Within the data that follows, set down exactly the lines from the one containing "Target: shiny tomato skin" through the one containing "Mark the cluster", both ends included.

START Records for this exercise

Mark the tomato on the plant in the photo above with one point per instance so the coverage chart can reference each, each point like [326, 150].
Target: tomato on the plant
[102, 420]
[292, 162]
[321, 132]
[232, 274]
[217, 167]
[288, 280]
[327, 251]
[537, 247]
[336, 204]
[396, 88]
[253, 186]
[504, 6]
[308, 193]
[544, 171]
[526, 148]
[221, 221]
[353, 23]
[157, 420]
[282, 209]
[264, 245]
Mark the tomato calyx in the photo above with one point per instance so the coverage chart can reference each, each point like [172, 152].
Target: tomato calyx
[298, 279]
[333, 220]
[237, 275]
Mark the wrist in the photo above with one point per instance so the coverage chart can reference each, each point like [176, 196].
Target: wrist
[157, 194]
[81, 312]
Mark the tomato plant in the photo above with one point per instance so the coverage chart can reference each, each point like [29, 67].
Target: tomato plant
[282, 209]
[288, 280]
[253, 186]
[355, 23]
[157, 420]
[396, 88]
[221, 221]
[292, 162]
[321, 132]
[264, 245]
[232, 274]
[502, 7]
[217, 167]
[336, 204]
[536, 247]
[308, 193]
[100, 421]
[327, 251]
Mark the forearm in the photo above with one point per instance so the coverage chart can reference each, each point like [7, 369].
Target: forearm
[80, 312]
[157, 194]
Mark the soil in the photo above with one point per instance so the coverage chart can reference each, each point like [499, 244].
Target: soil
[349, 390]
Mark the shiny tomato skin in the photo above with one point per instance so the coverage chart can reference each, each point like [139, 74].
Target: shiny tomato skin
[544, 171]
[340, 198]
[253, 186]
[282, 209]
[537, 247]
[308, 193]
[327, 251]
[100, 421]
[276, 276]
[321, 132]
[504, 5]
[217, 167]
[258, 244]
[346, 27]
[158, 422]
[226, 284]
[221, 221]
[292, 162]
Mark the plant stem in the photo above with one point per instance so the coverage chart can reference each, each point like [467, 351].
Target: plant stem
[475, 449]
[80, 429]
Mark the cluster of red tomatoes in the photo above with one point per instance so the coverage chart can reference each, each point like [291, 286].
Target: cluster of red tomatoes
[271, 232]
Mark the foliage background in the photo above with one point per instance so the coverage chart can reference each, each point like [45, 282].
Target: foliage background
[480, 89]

END Records for this exercise

## Result of this task
Target: shiny tomato skin
[544, 171]
[340, 198]
[253, 186]
[282, 209]
[537, 247]
[308, 193]
[327, 251]
[100, 421]
[276, 276]
[321, 132]
[504, 5]
[217, 167]
[258, 244]
[346, 27]
[158, 422]
[226, 284]
[221, 221]
[292, 162]
Mark the plant stem in the photo above with one point per instance so the coverage chart can reference each, each point like [467, 351].
Target: plant stem
[475, 449]
[80, 429]
Mark the cluster of red tomatoes in the photo above with one point per instance so the coverage chart can reference each, each point like [291, 286].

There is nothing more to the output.